== Extract to read

Uniejów – Bishop’s Castle

History

   Uniejów, the property of the archbishops of Gniezno, appeared in documents as early as 1136, in the bull of Pope Innocent II. Probably there was a bishop’s court there, where in 1170 the bishop of Płock, Lupus, was consecrated by Archbishop Piotr. This court was recorded in 1242 (“curia sua apud Unyeyow”). In the following years, Prince Leszek the Black and Archbishop Jakub Świnka often stayed there. In the times of the latter the town of Uniejów was founded nearby. Both the town and the bishops court or the wood and earth castle, were destroyed by the Teutonic Knights in 1331. The damages were probably quickly repaired, because in 1339 a trial against the Teutonic Knights and a congress of secular and clergy dignitaries took place in Uniejów.
   The brick castle was built around the middle of the 14th century on the initiative of the archbishop of Gniezno, Jarosław Bogoria Skotnicki. The hierarch took up the archbishop’s stool in 1342 and from that time became famous among numerous foundations, as a perfect organizer and builder of churches and episcopal residences (among others, he was the initiator of the reconstruction of the Gniezno cathedral). By building defensive structures such as Uniejów, Jarosław also completed the construction action of king Casimir the Great. Apart from the military function, the castle also had an administrative role. In 1376, there was a famous synod with the participation of a many clergy in which a special emissary of Pope Gregory IX took part, nuncio Nicholas, bishop of Majorca. Its goal was to tax the clergy for a crusade against the Turks. The castle was also a shelter for the treasury and the cathedral archives, which were transported to Uniejów in times of threats and wars. The fact that the castle was conquered and plundered in 1381 by Bernard of Grabowo proved that even then treasures were not completely safe.

   In the mid-fifteenth century, the castle was significantly expanded. However, this did not prevent the building from being captured again, this time by Wawrzyniec Kośmider Gruszczyński, during the war of the Gruszczyński family with bishop Zbigniew Oleśnicki over Koźmin. In 1525, the castle was destroyed by a fire. The reconstruction combined with the transformation of the castle took place in 1534 on the initiative of the starost Stanisław of Gomolin.

====
== Source material

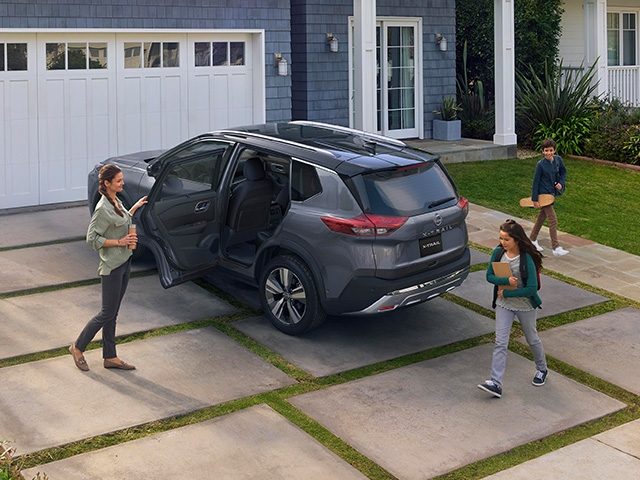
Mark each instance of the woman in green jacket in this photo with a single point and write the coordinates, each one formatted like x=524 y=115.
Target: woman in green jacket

====

Objective 1
In the history of Uniejów castle, who conquered and plundered the castle in 1381?
Objective 2
Reproduce the stretch of the history of Uniejów castle from "In the mid-fifteenth" through "Stanisław of Gomolin.".

Full output 1
Bernard of Grabowo

Full output 2
In the mid-fifteenth century, the castle was significantly expanded. However, this did not prevent the building from being captured again, this time by Wawrzyniec Kośmider Gruszczyński, during the war of the Gruszczyński family with bishop Zbigniew Oleśnicki over Koźmin. In 1525, the castle was destroyed by a fire. The reconstruction combined with the transformation of the castle took place in 1534 on the initiative of the starost Stanisław of Gomolin.